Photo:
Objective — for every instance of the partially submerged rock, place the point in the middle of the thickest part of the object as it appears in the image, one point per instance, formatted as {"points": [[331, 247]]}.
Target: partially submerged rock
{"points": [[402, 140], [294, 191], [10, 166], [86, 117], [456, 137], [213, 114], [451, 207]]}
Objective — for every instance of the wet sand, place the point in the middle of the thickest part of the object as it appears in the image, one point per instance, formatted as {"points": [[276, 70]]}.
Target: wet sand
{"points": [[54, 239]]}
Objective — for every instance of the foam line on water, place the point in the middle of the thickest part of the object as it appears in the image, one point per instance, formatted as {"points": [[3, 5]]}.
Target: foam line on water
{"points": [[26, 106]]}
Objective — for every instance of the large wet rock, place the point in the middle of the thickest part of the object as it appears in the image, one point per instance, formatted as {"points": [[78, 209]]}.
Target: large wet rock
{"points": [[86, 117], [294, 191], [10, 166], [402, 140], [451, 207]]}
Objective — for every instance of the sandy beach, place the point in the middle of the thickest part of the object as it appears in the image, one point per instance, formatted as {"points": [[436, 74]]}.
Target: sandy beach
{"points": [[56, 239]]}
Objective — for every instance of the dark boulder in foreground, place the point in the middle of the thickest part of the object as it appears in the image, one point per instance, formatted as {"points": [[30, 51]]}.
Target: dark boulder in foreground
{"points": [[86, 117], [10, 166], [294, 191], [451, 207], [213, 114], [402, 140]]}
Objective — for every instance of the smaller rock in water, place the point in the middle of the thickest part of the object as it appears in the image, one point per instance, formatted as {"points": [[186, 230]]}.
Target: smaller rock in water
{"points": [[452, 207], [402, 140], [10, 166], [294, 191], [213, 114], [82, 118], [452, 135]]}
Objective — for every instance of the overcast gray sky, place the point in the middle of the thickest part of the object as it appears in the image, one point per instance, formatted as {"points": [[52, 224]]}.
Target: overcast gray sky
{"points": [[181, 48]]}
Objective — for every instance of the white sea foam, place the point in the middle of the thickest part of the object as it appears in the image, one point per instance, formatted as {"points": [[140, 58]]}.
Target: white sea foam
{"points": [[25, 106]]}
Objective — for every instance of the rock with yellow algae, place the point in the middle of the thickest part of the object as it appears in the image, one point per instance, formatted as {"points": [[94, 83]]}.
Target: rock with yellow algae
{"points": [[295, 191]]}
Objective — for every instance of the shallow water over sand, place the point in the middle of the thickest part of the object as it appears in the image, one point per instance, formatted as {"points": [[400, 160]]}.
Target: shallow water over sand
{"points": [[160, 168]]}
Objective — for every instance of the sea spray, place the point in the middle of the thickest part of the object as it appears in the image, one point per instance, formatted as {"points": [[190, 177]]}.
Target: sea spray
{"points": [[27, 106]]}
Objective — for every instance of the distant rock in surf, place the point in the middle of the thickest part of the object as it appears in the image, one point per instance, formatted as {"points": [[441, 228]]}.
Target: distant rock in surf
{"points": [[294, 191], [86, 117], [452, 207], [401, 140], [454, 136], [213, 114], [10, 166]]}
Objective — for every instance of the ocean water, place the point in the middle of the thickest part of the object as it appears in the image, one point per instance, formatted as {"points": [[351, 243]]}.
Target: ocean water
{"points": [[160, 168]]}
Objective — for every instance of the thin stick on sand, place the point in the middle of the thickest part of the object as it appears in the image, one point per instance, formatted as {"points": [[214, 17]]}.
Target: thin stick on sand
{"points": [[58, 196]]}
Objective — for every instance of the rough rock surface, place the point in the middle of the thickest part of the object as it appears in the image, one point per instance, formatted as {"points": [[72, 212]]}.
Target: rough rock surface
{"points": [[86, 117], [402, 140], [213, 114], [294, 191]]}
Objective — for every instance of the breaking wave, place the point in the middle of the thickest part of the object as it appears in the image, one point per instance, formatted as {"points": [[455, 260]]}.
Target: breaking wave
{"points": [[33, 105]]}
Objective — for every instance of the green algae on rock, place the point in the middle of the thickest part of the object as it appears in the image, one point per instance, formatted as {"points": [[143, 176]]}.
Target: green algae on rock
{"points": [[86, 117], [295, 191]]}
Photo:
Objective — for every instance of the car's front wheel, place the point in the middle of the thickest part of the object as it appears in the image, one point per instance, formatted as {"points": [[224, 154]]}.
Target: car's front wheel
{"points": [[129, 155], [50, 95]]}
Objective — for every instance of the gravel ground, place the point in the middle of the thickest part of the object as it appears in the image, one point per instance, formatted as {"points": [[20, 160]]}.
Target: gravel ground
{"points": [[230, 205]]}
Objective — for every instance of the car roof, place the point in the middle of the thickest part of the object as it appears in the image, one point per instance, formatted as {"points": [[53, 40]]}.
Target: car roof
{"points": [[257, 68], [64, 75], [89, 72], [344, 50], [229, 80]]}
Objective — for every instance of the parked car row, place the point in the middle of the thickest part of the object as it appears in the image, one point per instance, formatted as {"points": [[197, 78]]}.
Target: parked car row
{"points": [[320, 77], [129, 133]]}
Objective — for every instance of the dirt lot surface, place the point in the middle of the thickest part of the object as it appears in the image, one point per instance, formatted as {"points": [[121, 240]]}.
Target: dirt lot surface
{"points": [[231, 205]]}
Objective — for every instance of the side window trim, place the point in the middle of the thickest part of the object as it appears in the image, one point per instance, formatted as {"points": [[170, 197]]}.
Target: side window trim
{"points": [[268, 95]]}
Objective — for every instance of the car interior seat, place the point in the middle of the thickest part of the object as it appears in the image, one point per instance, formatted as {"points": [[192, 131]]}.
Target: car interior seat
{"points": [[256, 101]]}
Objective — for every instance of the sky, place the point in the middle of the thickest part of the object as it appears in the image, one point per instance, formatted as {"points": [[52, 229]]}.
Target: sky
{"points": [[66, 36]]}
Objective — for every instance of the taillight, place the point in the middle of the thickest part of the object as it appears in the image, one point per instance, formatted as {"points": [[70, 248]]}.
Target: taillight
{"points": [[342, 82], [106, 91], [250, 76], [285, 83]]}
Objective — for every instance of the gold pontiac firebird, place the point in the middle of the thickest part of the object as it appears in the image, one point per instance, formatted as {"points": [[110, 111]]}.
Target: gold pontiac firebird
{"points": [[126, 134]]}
───
▸ Short task
Can you repeat the records from the line containing "Objective — for every instance of the gold" through the end of the records, both ends included, with every "gold" renamed to "bronze" and nothing else changed?

▸ Exercise output
Objective — for every instance of the bronze pontiac firebird, place the point in the middle of the thickest part of the object as it appears in the image, one point per instance, formatted as {"points": [[110, 111]]}.
Target: bronze pontiac firebird
{"points": [[126, 134]]}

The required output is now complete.